### Exercise requirements
Put the lines of the items below into a numbered list, running from the line that contains "[pin] harbour water" through the last line of the items. Leave out any blank lines.

### Data for this task
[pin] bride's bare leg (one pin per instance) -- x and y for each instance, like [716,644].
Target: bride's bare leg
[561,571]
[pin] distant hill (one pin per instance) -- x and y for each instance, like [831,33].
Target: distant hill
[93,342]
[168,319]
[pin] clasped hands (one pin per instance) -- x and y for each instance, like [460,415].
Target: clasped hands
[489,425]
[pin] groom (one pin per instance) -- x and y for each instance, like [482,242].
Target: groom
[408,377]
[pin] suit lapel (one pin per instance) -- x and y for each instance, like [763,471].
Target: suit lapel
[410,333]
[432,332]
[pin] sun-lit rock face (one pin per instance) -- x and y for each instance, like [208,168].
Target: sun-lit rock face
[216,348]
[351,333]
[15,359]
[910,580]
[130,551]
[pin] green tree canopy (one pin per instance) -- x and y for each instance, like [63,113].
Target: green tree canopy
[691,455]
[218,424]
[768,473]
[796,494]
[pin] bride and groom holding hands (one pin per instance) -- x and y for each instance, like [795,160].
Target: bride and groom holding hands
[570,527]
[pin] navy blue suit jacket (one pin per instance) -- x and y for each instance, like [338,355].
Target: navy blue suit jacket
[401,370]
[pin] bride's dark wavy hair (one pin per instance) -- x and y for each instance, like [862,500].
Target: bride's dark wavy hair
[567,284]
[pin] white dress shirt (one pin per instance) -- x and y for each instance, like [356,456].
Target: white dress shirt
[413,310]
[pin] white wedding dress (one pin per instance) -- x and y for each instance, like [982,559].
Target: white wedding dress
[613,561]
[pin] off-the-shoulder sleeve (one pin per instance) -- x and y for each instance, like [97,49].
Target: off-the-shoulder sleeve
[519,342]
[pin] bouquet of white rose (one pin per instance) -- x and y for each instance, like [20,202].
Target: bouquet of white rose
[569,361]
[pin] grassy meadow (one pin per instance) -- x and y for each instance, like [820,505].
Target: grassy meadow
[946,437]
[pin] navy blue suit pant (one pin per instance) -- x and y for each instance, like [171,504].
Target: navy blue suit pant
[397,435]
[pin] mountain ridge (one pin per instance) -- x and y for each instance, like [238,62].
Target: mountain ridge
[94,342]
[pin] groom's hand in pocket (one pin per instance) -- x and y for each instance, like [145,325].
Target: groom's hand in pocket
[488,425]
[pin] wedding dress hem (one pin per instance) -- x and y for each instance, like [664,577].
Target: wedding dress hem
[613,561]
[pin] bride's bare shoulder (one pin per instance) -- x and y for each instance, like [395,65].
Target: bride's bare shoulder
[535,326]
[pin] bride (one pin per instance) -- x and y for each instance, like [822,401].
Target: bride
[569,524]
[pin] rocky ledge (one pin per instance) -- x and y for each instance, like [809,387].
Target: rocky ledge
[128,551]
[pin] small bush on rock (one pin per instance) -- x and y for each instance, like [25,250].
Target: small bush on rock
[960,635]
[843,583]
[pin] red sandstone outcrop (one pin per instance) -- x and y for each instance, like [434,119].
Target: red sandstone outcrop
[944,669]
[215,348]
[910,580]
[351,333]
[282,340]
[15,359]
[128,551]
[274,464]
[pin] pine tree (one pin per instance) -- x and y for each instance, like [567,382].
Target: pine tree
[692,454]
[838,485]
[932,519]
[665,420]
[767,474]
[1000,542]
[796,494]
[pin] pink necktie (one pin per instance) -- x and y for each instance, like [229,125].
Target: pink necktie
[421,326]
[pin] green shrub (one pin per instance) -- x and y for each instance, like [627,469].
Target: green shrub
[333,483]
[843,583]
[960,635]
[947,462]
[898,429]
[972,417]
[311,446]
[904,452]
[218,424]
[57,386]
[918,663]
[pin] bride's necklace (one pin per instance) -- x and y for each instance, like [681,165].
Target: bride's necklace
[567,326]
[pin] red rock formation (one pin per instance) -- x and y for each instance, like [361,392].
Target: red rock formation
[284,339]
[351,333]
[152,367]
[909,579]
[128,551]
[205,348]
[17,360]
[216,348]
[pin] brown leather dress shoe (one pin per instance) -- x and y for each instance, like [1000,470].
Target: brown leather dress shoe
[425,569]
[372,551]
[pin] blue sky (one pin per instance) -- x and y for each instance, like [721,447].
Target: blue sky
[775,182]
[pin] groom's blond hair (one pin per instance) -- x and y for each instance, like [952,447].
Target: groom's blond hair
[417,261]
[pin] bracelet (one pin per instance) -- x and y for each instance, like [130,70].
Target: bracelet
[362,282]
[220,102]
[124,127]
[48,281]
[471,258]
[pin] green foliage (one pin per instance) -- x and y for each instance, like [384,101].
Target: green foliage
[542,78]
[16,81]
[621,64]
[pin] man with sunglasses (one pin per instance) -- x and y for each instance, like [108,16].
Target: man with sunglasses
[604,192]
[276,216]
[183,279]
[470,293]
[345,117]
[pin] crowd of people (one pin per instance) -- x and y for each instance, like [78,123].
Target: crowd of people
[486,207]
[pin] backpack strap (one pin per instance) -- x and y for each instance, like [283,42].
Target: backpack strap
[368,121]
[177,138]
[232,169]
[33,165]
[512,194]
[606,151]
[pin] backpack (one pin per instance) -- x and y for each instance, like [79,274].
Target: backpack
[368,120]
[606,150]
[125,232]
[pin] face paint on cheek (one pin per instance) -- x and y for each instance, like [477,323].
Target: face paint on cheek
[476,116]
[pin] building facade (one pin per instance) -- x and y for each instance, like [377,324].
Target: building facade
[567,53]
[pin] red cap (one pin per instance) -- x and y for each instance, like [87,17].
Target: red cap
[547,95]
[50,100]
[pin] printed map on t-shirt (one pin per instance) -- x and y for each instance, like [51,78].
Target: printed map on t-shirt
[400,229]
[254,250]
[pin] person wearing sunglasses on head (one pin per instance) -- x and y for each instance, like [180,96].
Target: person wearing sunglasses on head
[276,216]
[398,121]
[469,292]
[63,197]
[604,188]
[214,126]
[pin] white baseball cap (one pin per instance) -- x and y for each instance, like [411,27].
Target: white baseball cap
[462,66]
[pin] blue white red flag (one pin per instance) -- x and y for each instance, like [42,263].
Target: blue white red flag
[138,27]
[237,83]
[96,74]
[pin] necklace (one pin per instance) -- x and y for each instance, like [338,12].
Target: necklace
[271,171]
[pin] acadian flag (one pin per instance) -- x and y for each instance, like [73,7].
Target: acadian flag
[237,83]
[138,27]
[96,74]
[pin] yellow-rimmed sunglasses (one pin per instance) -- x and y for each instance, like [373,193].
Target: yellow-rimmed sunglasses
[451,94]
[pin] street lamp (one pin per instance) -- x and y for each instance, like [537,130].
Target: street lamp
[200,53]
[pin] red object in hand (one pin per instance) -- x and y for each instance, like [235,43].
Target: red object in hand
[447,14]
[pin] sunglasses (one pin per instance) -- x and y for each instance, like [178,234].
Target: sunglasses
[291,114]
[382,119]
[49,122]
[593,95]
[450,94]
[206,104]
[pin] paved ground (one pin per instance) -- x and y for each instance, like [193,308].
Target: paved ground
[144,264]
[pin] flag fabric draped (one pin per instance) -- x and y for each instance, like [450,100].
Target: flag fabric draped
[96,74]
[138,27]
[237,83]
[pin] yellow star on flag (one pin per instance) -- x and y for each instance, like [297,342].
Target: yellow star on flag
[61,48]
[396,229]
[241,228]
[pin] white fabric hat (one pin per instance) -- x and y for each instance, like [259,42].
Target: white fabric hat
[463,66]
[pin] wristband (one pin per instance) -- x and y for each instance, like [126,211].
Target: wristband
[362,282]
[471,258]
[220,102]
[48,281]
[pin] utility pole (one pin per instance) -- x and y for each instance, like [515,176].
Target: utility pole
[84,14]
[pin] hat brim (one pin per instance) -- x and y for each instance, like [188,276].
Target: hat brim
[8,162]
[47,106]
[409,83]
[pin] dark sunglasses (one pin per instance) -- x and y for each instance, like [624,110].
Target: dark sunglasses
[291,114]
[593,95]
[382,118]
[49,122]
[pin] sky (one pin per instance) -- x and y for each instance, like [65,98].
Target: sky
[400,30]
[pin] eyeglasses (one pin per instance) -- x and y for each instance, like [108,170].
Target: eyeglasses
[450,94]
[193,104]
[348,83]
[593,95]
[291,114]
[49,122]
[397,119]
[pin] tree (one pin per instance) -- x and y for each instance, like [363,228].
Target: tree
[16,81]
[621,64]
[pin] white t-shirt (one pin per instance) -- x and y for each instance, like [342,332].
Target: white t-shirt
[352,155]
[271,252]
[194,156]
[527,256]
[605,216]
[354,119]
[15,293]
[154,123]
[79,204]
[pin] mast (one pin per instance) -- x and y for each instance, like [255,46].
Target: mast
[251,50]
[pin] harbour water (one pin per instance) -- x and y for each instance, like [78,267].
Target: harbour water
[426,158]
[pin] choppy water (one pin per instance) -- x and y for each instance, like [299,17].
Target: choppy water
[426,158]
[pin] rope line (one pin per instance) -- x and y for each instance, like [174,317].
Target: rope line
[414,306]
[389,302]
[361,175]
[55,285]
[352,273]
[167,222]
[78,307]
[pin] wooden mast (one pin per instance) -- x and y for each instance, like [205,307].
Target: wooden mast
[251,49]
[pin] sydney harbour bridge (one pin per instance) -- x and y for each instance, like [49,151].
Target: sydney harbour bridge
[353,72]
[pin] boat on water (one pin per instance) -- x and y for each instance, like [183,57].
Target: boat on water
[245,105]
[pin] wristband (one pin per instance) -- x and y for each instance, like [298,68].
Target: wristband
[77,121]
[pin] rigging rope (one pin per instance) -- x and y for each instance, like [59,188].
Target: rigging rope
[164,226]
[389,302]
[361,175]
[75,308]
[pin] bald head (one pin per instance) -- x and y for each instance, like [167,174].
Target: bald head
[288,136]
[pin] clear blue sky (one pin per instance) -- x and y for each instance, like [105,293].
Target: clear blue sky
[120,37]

### Result
1. [pin] harbour water (one pin per instance) -- x and y for each instance, like [78,267].
2. Target: harbour water
3. [426,158]
4. [pin] choppy water (one pin per instance) -- x and y for each instance, like [299,17].
5. Target: choppy water
6. [426,158]
7. [pin] rope line (one pin per instance) -- x and y for each instance, like [174,317].
8. Target: rope line
9. [414,306]
10. [389,302]
11. [361,175]
12. [55,285]
13. [352,273]
14. [167,222]
15. [78,307]
16. [pin] wooden mast (one pin per instance) -- x and y for each instance, like [205,307].
17. Target: wooden mast
18. [251,49]
19. [pin] sydney harbour bridge (one pin per instance) -- x and y for each instance, like [49,151].
20. Target: sydney harbour bridge
21. [353,72]
22. [pin] boat on water (one pin per instance) -- x and y for each instance, like [183,57].
23. Target: boat on water
24. [245,105]
25. [pin] wristband (one pin per instance) -- x and y for each instance, like [298,68].
26. Target: wristband
27. [77,121]
28. [pin] rigging rope (one pin per instance) -- x and y for each instance, like [59,188].
29. Target: rigging rope
30. [164,226]
31. [389,302]
32. [361,175]
33. [75,308]
34. [pin] bald head (one pin per instance) -- x and y for each instance, like [167,174].
35. Target: bald head
36. [288,136]
37. [pin] clear blue sky (one pin per instance) -- x and y for each instance, like [105,293].
38. Target: clear blue sky
39. [120,37]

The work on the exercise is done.